◆ **Passage shown**:
Iran is absent from political agreements but present in Idlib battles
Iran develops a foggy policy with the roles it plays in the file of Syria’s war-battered Idlib. At a time when Iran was absent from the agreements that have shaped the map of the military control in the province of Idlib, its allied militias, alongside the Syrian regime forces, spearheaded every attack on the opposition-controlled areas.
Iran was absent from the two most important agreements in drawing the military influence map and control ration in north-western Syria, the first of which was signed by Russia and Turkey in the Russian Black Sea city of Sochi in September 2018. The essential provisions of the Sochi agreement included a ceasefire, the conduct of joint Russian-Turkish patrols, and the establishment of observation posts and the demilitarized zone between the Syrian regime and the opposition. And the second was the Moscow agreement signed between Russia and Turkey on 5 March 2020, amid a complete absence of Iranian politicians.
The three roles of Iran in north-western Syria
Maan Talaa, a researcher at the “Omran Center for Strategic Studies,” highlighted to Enab Baladi that the developments of the fourth “de-escalation” region and the subsequent agreements that contributed to the growth of the bilateral Russian-Turkish discussions and the diminish of the Iranian effectiveness showed that the “Astana Triangle” (Russia, Turkey, and Iran) remained as a framework dominated by the Russians and Turks in formulating understandings about Idlib.
Russia and Turkey talks have witnessed many delicate military and security negotiations between the two countries, which contributed to changing the Iranian position in the course of the discussions.
In return, Tehran has tended to redefine its qualitative involvement in the military scene in north-western Syria, and its movement can be summed up in three roles.
The first role was, in essence, to influence the creation of field events through its qualitative military presence and ability to benefit from adapting the agreements in a manner consistent with its goals, as what is known as “313” forces are deployed in the vicinity of Kafr Nabl. These forces, which include Syrian and foreign fighters, are funded and supported by Iran.
Iran-backed Hezbollah’s “Radwan Forces” and Iraqi militias loyal to Iran are deployed in the vicinity of Saraqib city, as Iranian militias have reinforced their concentration points around Jabal Shashabo, northwest of Hama, by the militias of the “Fawj al-Nabi al-Akram,” which is loyal to Iran.

(Object pointing dataset lines)
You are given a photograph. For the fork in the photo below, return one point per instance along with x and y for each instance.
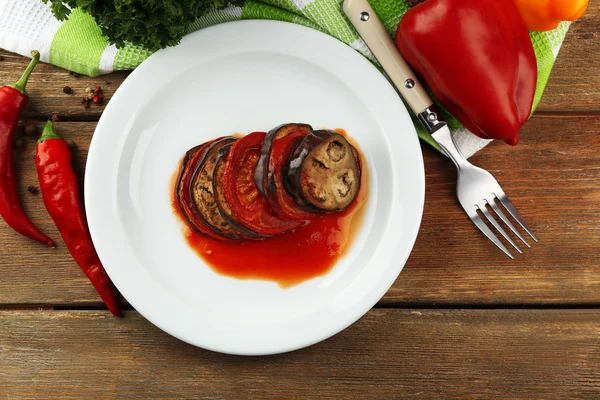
(477, 190)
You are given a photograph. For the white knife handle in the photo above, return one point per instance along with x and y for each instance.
(379, 41)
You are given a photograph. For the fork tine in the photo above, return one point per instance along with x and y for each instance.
(487, 232)
(513, 211)
(498, 211)
(496, 225)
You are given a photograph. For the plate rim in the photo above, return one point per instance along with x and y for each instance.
(90, 190)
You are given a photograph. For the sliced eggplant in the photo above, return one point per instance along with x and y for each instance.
(261, 173)
(281, 202)
(324, 172)
(248, 206)
(202, 194)
(219, 195)
(183, 193)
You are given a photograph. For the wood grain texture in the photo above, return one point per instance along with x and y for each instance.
(574, 84)
(552, 177)
(389, 354)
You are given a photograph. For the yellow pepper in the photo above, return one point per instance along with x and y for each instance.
(545, 15)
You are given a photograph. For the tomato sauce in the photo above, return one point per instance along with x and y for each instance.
(304, 253)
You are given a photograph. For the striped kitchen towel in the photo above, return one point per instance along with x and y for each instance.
(78, 45)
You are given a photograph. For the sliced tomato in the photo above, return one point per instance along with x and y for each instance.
(284, 205)
(183, 193)
(248, 206)
(221, 201)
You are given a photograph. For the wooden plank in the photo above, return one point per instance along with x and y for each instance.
(389, 354)
(45, 88)
(552, 177)
(574, 85)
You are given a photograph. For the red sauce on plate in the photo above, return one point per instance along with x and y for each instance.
(304, 253)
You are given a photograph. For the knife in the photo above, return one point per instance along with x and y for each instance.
(477, 190)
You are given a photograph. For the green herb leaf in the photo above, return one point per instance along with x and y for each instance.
(153, 24)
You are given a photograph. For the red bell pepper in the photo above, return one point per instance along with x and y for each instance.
(13, 99)
(60, 192)
(478, 60)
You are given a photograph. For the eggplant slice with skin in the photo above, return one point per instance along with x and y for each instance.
(184, 196)
(219, 195)
(261, 173)
(202, 194)
(324, 172)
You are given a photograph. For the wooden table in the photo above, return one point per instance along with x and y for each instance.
(462, 320)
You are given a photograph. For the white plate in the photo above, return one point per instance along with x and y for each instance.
(242, 77)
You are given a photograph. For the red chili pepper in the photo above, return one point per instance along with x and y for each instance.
(60, 192)
(477, 58)
(13, 100)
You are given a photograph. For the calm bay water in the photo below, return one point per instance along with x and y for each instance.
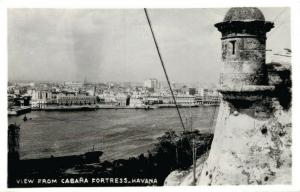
(118, 133)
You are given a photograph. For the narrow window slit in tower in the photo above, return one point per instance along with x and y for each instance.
(233, 46)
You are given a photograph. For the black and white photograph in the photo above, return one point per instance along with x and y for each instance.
(149, 97)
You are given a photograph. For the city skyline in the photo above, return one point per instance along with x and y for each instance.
(116, 45)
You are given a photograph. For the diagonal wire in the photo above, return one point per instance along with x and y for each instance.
(163, 66)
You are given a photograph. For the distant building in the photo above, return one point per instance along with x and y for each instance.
(192, 91)
(76, 100)
(152, 84)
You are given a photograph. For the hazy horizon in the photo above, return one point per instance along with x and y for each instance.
(116, 44)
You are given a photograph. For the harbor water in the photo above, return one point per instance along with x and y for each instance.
(118, 133)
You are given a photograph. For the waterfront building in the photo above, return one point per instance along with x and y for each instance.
(152, 84)
(76, 100)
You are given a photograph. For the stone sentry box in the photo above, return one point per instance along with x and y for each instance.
(244, 80)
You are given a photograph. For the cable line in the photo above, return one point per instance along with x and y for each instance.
(163, 66)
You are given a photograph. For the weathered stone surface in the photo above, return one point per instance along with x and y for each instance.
(248, 150)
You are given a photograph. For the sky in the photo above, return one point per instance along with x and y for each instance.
(103, 45)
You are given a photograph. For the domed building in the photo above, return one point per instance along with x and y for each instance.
(243, 47)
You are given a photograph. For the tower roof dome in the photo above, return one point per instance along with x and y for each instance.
(244, 14)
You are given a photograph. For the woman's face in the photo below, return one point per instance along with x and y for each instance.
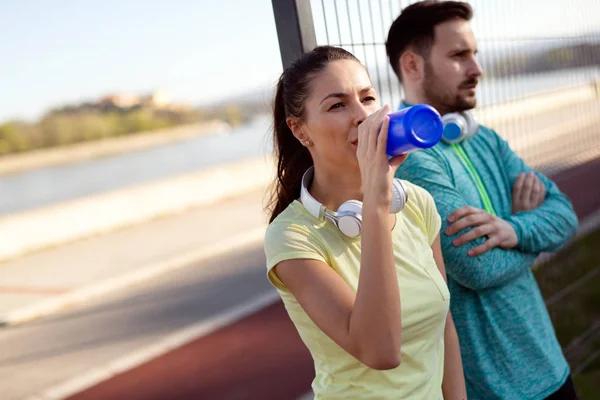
(341, 97)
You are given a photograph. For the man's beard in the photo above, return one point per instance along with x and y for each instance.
(445, 101)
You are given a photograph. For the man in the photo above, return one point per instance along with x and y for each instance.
(498, 215)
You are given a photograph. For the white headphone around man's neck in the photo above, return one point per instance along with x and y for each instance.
(459, 126)
(348, 217)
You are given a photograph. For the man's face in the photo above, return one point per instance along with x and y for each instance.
(451, 73)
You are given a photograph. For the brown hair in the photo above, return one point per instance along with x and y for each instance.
(414, 28)
(293, 88)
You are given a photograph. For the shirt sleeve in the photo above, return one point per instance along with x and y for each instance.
(547, 227)
(288, 241)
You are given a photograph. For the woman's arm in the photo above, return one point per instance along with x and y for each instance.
(367, 324)
(453, 384)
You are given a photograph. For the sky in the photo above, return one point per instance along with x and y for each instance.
(62, 52)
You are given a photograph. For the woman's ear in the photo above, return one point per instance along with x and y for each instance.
(297, 130)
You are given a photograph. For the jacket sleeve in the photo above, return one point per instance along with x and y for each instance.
(493, 268)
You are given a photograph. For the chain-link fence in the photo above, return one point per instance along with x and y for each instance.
(541, 61)
(540, 90)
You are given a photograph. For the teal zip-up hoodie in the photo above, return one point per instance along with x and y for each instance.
(508, 345)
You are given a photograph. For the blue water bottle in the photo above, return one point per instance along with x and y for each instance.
(413, 128)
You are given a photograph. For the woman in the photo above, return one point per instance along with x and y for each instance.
(369, 297)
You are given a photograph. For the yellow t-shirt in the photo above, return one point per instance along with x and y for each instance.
(295, 233)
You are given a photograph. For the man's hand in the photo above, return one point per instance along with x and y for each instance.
(528, 192)
(499, 232)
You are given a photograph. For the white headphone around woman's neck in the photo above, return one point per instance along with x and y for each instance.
(348, 217)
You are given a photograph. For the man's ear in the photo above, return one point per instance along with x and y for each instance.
(412, 66)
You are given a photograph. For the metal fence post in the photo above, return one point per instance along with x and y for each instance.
(295, 28)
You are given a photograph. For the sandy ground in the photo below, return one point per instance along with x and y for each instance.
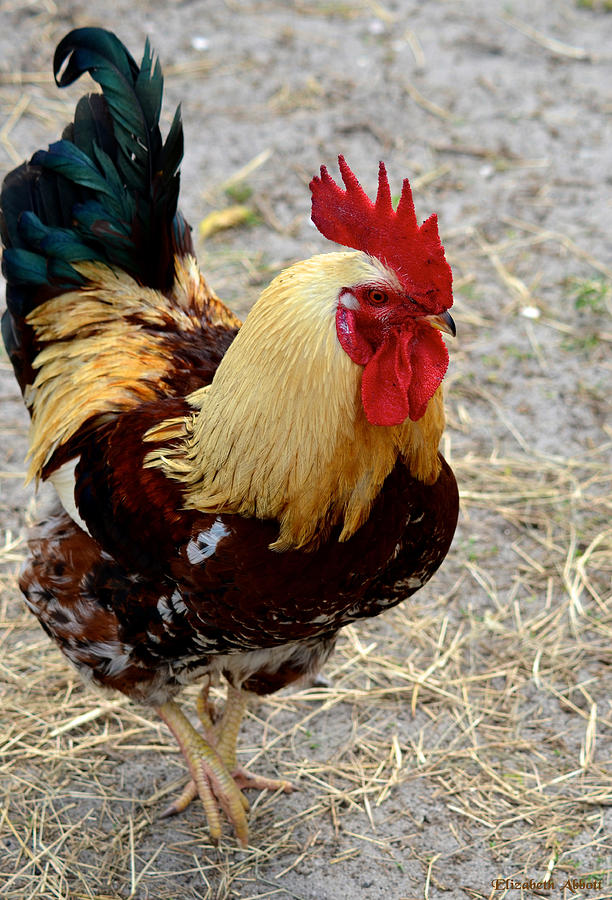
(463, 747)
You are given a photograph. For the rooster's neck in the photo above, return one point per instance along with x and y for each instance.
(281, 433)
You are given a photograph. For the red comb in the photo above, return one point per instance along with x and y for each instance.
(415, 253)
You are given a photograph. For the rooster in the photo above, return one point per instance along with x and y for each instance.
(228, 496)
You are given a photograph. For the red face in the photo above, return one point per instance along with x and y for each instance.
(399, 344)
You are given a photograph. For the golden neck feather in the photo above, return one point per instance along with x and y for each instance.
(281, 433)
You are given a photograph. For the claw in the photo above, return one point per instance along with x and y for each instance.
(215, 776)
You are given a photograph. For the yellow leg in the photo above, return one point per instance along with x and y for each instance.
(211, 779)
(215, 776)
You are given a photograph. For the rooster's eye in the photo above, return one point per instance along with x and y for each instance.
(377, 297)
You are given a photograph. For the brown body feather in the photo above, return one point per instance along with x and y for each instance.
(170, 584)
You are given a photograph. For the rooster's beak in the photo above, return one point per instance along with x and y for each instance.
(443, 322)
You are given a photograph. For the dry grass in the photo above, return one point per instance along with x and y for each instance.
(501, 704)
(488, 692)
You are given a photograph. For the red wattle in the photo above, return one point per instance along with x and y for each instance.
(401, 375)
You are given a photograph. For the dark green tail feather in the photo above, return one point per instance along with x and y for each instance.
(107, 191)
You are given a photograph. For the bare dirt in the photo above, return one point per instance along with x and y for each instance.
(463, 746)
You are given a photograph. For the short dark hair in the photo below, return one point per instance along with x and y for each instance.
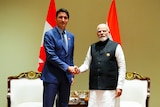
(62, 10)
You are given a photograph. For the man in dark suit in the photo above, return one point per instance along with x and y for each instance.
(59, 68)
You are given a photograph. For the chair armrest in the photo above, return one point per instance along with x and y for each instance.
(8, 100)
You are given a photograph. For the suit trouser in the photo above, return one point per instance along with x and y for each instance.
(103, 98)
(61, 89)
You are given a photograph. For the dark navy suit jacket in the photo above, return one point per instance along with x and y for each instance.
(57, 58)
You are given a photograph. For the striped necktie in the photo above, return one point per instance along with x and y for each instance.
(64, 37)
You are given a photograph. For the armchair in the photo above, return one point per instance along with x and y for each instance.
(136, 91)
(25, 90)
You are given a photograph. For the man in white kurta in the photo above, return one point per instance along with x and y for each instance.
(104, 96)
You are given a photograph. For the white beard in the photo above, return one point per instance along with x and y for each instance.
(103, 38)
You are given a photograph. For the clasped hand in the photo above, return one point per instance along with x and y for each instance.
(73, 69)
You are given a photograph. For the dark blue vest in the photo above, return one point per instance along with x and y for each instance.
(104, 67)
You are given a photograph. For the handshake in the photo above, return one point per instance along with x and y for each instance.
(74, 70)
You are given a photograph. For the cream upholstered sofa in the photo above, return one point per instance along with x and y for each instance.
(136, 91)
(26, 89)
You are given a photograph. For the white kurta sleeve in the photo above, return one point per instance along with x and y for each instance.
(87, 61)
(121, 66)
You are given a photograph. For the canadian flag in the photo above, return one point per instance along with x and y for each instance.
(49, 24)
(113, 23)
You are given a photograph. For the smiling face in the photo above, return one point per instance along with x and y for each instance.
(102, 32)
(62, 20)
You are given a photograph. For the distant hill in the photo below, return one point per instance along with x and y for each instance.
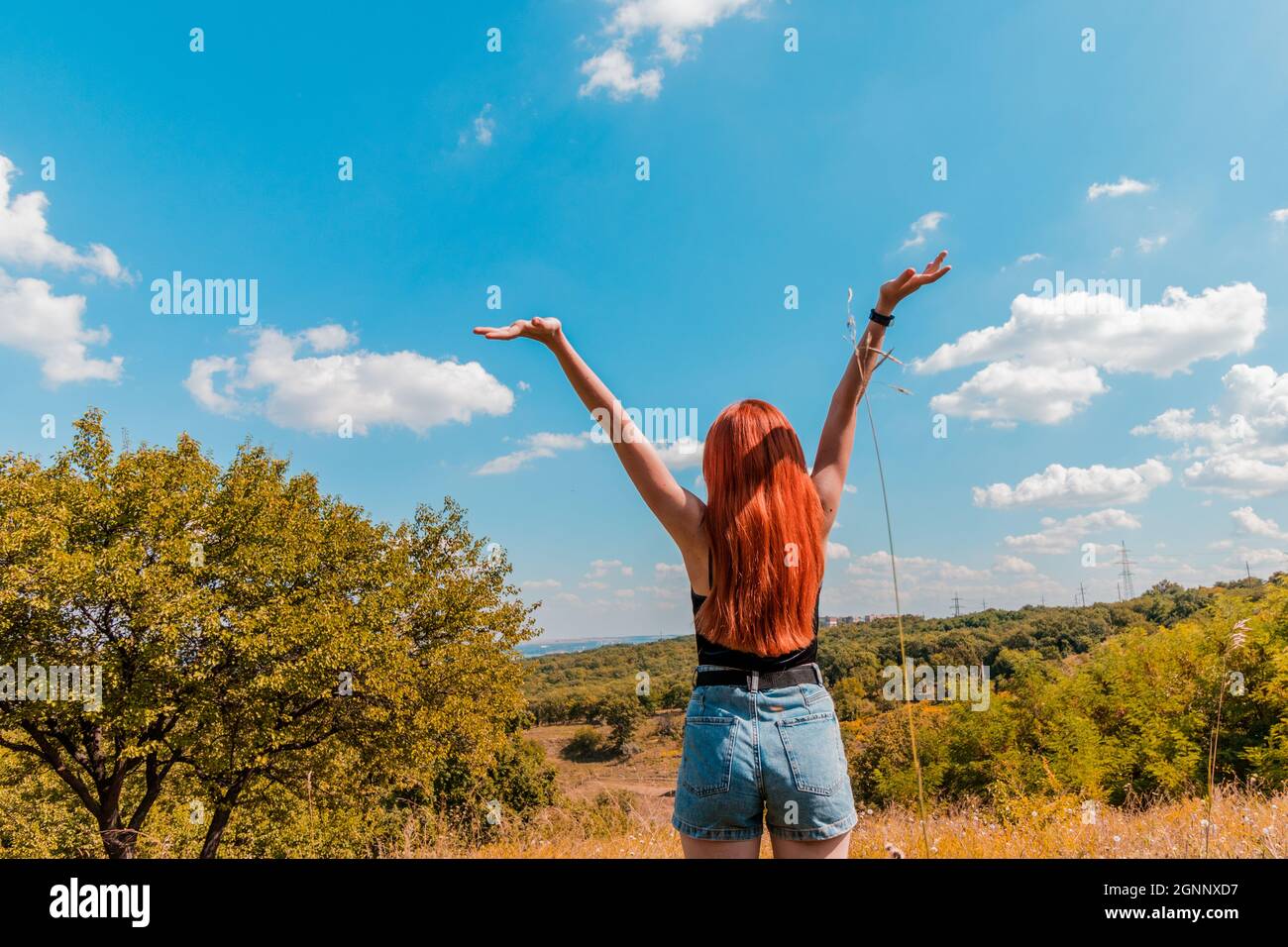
(568, 646)
(1111, 702)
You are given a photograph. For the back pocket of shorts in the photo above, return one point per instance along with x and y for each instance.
(706, 764)
(812, 745)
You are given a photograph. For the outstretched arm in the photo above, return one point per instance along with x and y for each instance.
(832, 460)
(679, 510)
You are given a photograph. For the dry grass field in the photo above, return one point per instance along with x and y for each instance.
(622, 808)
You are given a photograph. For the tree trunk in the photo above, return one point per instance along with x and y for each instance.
(119, 840)
(218, 823)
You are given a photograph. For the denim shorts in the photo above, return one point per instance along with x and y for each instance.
(763, 757)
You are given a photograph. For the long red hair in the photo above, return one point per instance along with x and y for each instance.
(765, 525)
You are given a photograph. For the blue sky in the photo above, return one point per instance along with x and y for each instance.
(1167, 420)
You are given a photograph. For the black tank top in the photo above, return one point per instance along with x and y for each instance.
(712, 654)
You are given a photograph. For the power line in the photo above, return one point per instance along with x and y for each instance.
(1127, 590)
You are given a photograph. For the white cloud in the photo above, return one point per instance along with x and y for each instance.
(484, 125)
(25, 239)
(1241, 450)
(541, 445)
(1125, 185)
(1044, 361)
(923, 224)
(201, 384)
(613, 69)
(604, 567)
(1076, 486)
(35, 321)
(313, 392)
(1248, 522)
(677, 27)
(540, 583)
(1008, 392)
(1060, 536)
(683, 454)
(330, 338)
(1016, 565)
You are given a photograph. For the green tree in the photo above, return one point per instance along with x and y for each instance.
(250, 630)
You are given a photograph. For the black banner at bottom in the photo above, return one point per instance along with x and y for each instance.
(342, 898)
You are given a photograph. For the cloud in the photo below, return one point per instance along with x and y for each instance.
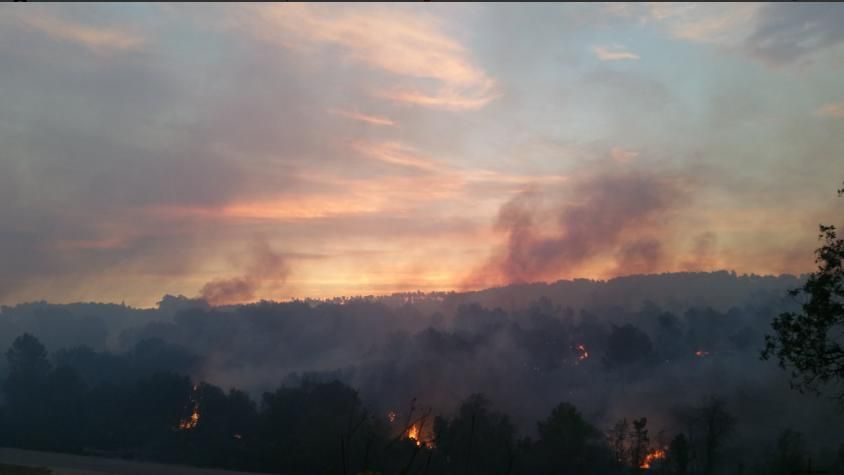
(369, 119)
(397, 153)
(411, 46)
(831, 109)
(605, 218)
(99, 39)
(703, 254)
(714, 23)
(265, 267)
(622, 155)
(773, 33)
(785, 33)
(613, 53)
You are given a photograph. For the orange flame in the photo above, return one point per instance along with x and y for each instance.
(413, 434)
(191, 421)
(651, 457)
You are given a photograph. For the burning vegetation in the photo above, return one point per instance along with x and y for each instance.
(190, 422)
(651, 457)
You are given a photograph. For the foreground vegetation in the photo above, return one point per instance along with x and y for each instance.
(320, 427)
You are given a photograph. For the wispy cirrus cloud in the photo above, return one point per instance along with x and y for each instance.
(98, 39)
(413, 47)
(369, 119)
(614, 53)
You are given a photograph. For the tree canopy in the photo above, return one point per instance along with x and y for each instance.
(811, 342)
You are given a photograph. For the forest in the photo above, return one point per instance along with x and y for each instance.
(657, 373)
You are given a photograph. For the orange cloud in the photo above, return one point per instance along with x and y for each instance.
(369, 119)
(411, 46)
(622, 155)
(97, 38)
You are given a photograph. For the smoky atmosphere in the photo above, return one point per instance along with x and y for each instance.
(422, 238)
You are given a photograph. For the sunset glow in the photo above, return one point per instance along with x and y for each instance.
(151, 149)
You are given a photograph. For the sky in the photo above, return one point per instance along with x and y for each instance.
(245, 151)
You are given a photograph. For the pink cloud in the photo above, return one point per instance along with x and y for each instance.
(413, 47)
(614, 53)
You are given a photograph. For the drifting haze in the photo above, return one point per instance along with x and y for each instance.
(241, 152)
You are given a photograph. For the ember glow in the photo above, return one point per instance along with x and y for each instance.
(651, 457)
(413, 434)
(191, 421)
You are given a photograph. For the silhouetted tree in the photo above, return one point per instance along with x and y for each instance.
(678, 455)
(810, 341)
(477, 440)
(640, 442)
(618, 436)
(569, 444)
(711, 424)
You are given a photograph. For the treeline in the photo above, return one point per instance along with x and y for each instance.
(84, 401)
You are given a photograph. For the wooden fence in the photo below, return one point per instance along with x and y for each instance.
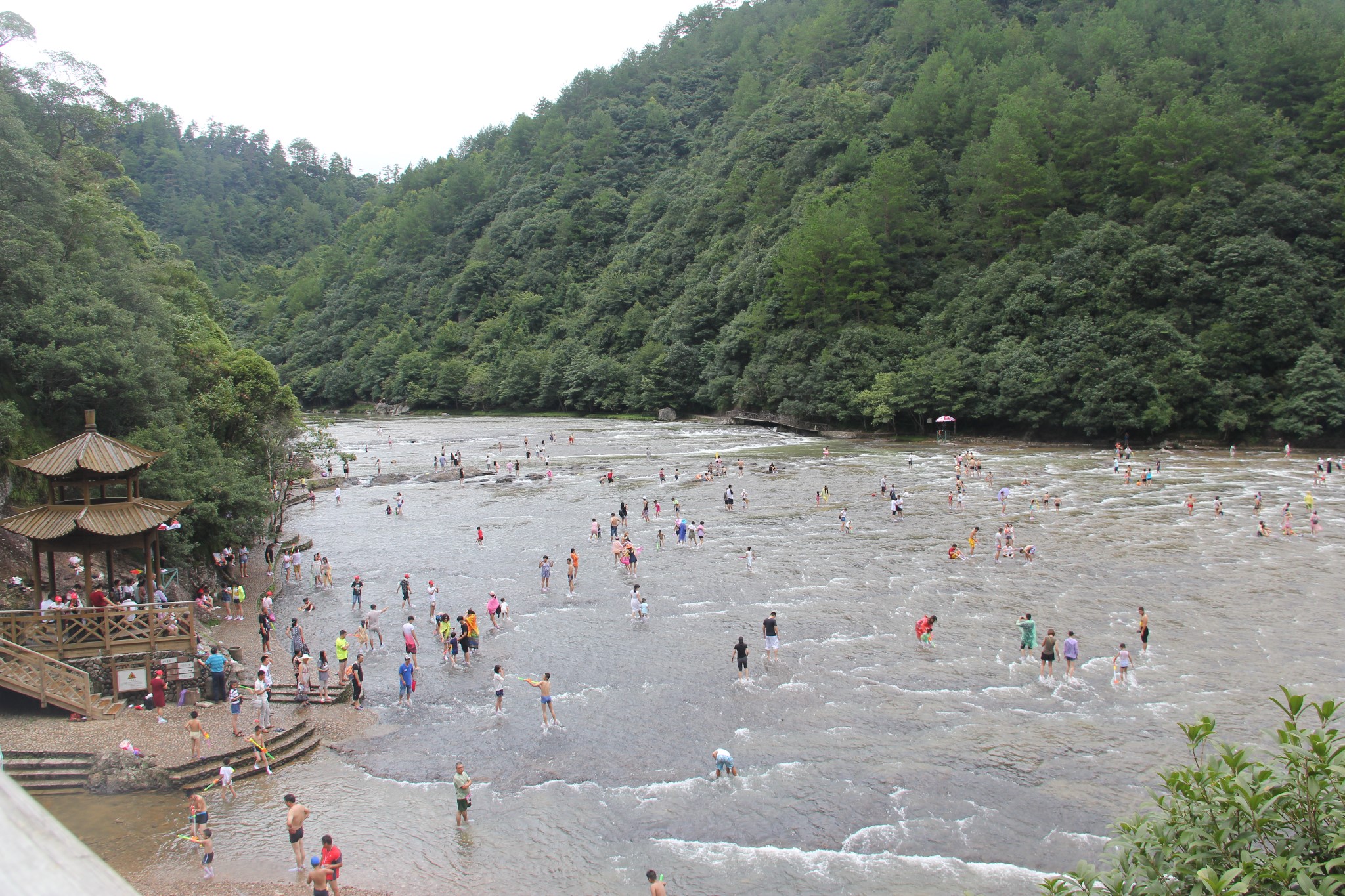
(49, 680)
(92, 631)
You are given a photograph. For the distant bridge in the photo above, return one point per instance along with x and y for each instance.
(763, 418)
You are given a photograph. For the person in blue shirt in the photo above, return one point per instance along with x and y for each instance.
(215, 664)
(405, 681)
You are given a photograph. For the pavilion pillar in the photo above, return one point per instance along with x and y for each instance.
(37, 575)
(150, 568)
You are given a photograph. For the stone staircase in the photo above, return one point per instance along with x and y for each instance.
(284, 747)
(286, 694)
(50, 773)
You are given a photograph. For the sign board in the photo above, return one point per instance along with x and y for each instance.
(131, 679)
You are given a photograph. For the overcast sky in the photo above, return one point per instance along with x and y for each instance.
(378, 82)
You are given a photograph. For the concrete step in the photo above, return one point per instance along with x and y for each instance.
(288, 694)
(54, 754)
(54, 789)
(24, 766)
(240, 756)
(24, 775)
(283, 756)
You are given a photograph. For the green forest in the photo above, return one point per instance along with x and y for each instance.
(1036, 217)
(99, 312)
(1047, 218)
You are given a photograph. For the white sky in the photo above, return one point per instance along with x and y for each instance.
(378, 82)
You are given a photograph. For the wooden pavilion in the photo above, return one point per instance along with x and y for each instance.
(93, 505)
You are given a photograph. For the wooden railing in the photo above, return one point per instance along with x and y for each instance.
(46, 679)
(92, 631)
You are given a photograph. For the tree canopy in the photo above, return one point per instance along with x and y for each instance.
(1235, 824)
(1042, 217)
(97, 312)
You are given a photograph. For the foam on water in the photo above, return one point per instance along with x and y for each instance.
(950, 752)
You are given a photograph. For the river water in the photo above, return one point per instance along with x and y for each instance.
(868, 763)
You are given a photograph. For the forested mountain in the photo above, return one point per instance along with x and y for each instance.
(1055, 217)
(233, 200)
(97, 313)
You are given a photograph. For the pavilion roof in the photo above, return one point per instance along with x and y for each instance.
(92, 452)
(116, 519)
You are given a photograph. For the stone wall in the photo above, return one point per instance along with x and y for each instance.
(120, 771)
(100, 673)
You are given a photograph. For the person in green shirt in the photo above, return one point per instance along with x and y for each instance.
(342, 654)
(1026, 636)
(463, 790)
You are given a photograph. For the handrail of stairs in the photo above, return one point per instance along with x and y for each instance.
(46, 679)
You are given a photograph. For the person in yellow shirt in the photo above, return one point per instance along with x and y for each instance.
(342, 654)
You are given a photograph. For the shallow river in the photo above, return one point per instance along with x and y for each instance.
(868, 763)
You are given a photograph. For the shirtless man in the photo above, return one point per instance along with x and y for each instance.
(295, 817)
(372, 624)
(197, 812)
(195, 733)
(545, 687)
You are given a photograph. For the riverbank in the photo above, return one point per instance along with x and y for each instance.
(30, 730)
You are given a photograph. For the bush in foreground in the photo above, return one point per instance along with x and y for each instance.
(1231, 824)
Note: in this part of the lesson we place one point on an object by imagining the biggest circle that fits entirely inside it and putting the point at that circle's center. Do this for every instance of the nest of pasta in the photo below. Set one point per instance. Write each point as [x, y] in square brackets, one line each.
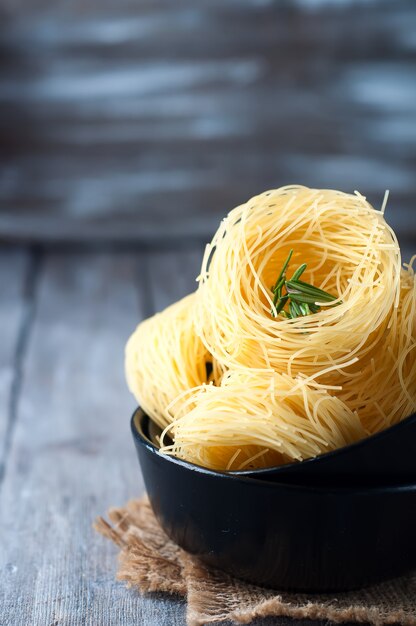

◆ **The tasks**:
1 – Decide whether each of these statements agrees with the Idlib article: (a) The Sochi agreement was signed in September 2018. (b) Iranian politicians took part in the Moscow agreement. (c) The "313" forces are deployed near Saraqib city. For each, give yes or no with the deciding words from the article.
2 – According to the Idlib article, where are Hezbollah's "Radwan Forces" deployed?
3 – Transcribe the part of the Idlib article starting with "The three roles" and going on through "in three roles.".

◆ **Expected answers**:
1 –
(a) Yes: "signed by Russia and Turkey in the Russian Black Sea city of Sochi in September 2018"
(b) No: "amid a complete absence of Iranian politicians"
(c) No: "as what is known as “313” forces are deployed in the vicinity of Kafr Nabl"

2 – In the vicinity of Saraqib city.

3 –
The three roles of Iran in north-western Syria
Maan Talaa, a researcher at the “Omran Center for Strategic Studies,” highlighted to Enab Baladi that the developments of the fourth “de-escalation” region and the subsequent agreements that contributed to the growth of the bilateral Russian-Turkish discussions and the diminish of the Iranian effectiveness showed that the “Astana Triangle” (Russia, Turkey, and Iran) remained as a framework dominated by the Russians and Turks in formulating understandings about Idlib.
Russia and Turkey talks have witnessed many delicate military and security negotiations between the two countries, which contributed to changing the Iranian position in the course of the discussions.
In return, Tehran has tended to redefine its qualitative involvement in the military scene in north-western Syria, and its movement can be summed up in three roles.